**REQUEST A**
Copy the records again from the line containing "One pin marks each instance of the wine" up to and including the final line of the records, keeping the requests, and shift every coordinate in the answers by -87.

**DOCUMENT PASSAGE**
Nippon: Japanese Hand-Painted Export Porcelain (1891-1921)
Nippon refers to Japanese porcelain marked with the word "Nippon" (the Japanese name for Japan), produced for export to Western markets between 1891 and 1921. The McKinley Tariff Act of 1891 required imported goods to bear their country of origin, and Japanese manufacturers used "Nippon" until the U.S. government mandated the English word "Japan" in 1921. During this thirty-year window, Japanese factories produced enormous quantities of hand-painted porcelain -- vases, tea sets, chocolate sets, plaques, and decorative accessories -- in styles ranging from delicate florals to elaborate scenic and portrait work with heavy gold and moriage (raised slip) decoration.

**SUPPLIED MATERIAL**
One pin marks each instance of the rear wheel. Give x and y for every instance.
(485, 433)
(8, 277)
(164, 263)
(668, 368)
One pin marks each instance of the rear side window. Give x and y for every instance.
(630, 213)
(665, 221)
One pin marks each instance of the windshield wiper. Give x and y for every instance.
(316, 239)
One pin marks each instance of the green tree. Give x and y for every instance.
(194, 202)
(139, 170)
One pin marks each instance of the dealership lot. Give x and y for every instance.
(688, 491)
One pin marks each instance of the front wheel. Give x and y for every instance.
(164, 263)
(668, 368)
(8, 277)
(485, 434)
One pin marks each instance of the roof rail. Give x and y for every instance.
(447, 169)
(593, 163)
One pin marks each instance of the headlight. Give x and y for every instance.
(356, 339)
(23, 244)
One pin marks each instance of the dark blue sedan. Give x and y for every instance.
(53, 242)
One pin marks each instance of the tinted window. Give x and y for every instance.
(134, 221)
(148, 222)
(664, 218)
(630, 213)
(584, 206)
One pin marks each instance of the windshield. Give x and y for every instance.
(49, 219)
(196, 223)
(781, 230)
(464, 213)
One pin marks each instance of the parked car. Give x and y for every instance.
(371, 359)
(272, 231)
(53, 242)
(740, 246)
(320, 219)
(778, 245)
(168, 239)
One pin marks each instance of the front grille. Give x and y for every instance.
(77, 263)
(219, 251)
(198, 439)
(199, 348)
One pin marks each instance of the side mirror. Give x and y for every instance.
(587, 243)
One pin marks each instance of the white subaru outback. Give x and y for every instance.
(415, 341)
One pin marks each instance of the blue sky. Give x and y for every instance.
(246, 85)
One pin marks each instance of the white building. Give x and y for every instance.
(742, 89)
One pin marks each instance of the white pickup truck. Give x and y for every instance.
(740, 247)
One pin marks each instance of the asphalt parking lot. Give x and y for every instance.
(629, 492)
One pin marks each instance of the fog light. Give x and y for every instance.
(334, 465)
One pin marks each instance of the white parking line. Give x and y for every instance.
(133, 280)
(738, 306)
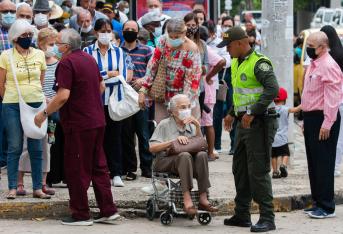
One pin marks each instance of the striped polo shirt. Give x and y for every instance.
(140, 57)
(113, 60)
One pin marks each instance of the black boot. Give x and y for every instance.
(263, 226)
(238, 222)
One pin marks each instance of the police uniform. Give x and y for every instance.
(254, 89)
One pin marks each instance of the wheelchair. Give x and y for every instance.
(169, 202)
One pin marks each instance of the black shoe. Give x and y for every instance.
(263, 226)
(283, 170)
(276, 175)
(235, 221)
(74, 222)
(146, 174)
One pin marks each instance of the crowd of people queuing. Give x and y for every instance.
(69, 56)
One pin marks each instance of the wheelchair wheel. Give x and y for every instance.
(204, 218)
(151, 209)
(166, 218)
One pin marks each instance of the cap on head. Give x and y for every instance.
(282, 96)
(233, 34)
(151, 17)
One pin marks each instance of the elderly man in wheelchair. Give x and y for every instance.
(181, 126)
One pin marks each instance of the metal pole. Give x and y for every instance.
(277, 39)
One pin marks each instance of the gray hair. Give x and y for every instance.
(19, 27)
(174, 100)
(82, 12)
(71, 37)
(176, 25)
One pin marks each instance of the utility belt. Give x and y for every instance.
(269, 113)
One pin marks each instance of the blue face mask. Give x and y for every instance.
(58, 54)
(7, 19)
(175, 42)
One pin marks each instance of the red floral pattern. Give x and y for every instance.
(183, 71)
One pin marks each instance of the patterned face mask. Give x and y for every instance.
(191, 31)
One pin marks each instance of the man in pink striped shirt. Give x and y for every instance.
(321, 98)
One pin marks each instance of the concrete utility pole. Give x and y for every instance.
(277, 44)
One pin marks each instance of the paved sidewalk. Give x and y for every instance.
(290, 193)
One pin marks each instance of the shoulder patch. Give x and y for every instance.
(264, 67)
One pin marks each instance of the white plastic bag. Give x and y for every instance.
(123, 103)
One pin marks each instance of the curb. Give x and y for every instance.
(136, 208)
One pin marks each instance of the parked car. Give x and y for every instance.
(257, 17)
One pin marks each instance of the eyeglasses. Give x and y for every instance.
(25, 35)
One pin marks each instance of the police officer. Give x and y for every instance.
(254, 89)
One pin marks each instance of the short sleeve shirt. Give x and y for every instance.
(28, 72)
(79, 73)
(281, 136)
(167, 130)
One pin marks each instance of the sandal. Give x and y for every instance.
(131, 176)
(41, 195)
(11, 196)
(20, 190)
(47, 190)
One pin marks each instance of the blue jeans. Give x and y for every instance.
(14, 133)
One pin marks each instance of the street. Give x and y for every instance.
(293, 222)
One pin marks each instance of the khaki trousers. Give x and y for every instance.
(186, 166)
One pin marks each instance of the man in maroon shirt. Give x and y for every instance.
(78, 99)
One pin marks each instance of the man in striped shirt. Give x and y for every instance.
(320, 101)
(140, 55)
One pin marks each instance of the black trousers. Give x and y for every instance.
(321, 157)
(113, 145)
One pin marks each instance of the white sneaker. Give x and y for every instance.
(150, 189)
(110, 219)
(117, 182)
(337, 173)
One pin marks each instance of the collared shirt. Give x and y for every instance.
(323, 88)
(167, 130)
(4, 42)
(140, 56)
(73, 20)
(113, 60)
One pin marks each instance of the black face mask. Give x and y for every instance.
(24, 42)
(311, 52)
(130, 36)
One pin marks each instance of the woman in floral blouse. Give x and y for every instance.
(183, 68)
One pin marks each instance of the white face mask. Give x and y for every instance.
(157, 10)
(41, 19)
(86, 30)
(50, 52)
(105, 38)
(184, 114)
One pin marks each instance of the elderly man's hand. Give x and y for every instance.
(39, 119)
(191, 120)
(324, 134)
(183, 140)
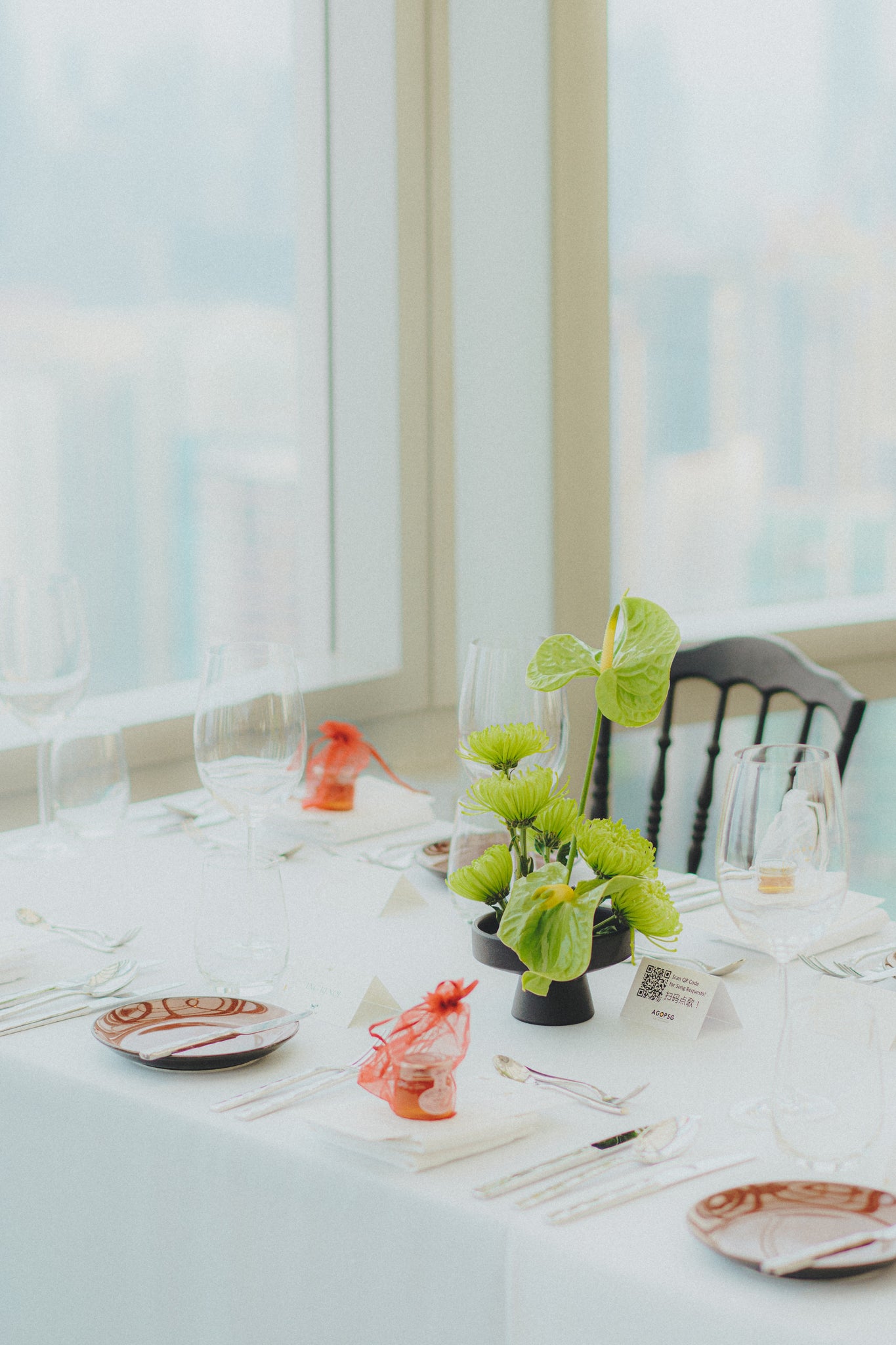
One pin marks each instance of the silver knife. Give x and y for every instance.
(647, 1187)
(563, 1162)
(223, 1033)
(809, 1255)
(92, 1007)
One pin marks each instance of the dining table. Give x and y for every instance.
(133, 1212)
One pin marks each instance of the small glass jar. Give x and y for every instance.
(425, 1088)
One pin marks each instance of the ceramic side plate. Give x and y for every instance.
(781, 1218)
(128, 1029)
(435, 856)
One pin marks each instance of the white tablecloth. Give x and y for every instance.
(133, 1214)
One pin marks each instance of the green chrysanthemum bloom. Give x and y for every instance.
(648, 908)
(554, 825)
(504, 745)
(516, 799)
(488, 879)
(613, 848)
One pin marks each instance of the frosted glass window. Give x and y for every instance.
(150, 422)
(753, 187)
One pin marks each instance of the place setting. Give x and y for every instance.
(557, 898)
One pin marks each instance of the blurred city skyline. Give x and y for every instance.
(148, 330)
(753, 187)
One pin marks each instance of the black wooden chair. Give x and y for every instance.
(767, 663)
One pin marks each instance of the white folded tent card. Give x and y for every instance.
(344, 997)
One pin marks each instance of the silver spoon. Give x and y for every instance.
(662, 1141)
(98, 992)
(89, 938)
(86, 984)
(578, 1088)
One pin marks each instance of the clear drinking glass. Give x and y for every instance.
(45, 662)
(495, 692)
(782, 856)
(91, 782)
(242, 933)
(249, 732)
(828, 1099)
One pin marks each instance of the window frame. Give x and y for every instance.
(419, 695)
(414, 709)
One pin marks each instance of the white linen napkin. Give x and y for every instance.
(363, 1124)
(860, 916)
(379, 807)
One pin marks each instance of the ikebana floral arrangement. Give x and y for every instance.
(547, 921)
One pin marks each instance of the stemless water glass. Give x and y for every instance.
(828, 1099)
(782, 854)
(91, 782)
(495, 692)
(45, 662)
(249, 732)
(242, 933)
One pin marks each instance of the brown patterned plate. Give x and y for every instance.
(435, 856)
(129, 1028)
(752, 1223)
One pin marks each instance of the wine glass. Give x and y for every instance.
(495, 692)
(782, 856)
(91, 782)
(249, 732)
(45, 662)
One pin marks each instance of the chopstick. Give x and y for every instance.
(82, 1011)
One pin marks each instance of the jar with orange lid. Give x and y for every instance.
(425, 1087)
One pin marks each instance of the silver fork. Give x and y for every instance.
(725, 970)
(95, 939)
(821, 966)
(291, 1083)
(865, 977)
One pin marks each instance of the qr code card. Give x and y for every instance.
(677, 1000)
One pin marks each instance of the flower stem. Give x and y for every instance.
(584, 798)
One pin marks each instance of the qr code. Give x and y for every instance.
(654, 982)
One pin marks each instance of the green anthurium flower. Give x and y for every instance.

**REQUEST B**
Write out the whole Nippon porcelain text word for word, without any changes.

**WORKED SOLUTION A**
One pin marks each instance of the wine glass. Give x and y for every instance.
(408, 605)
(695, 769)
(4, 695)
(162, 645)
(-42, 575)
One pin marks each instance of the chopstick. Give x and y for every instance.
(-5, 924)
One pin marks each instance of the jar with orange lid. Give x and y for every instance.
(338, 1000)
One pin marks each instance of the silver fork. Give x and y for every instance.
(638, 883)
(8, 852)
(734, 879)
(204, 996)
(778, 890)
One pin marks each instance of the qr code card. Give x and y for every instance.
(590, 913)
One pin marks each instance of the flower stem. Give x and y for every instance.
(497, 711)
One pin marks each instance of the qr code. Give x and y for every instance.
(567, 895)
One pin marks each instance of the green anthurium flower. Give x and y for every instance.

**WORKED SOLUTION B**
Nippon: Japanese Hand-Painted Export Porcelain (1891-1921)
Nippon refers to Japanese porcelain marked with the word "Nippon" (the Japanese name for Japan), produced for export to Western markets between 1891 and 1921. The McKinley Tariff Act of 1891 required imported goods to bear their country of origin, and Japanese manufacturers used "Nippon" until the U.S. government mandated the English word "Japan" in 1921. During this thirty-year window, Japanese factories produced enormous quantities of hand-painted porcelain -- vases, tea sets, chocolate sets, plaques, and decorative accessories -- in styles ranging from delicate florals to elaborate scenic and portrait work with heavy gold and moriage (raised slip) decoration.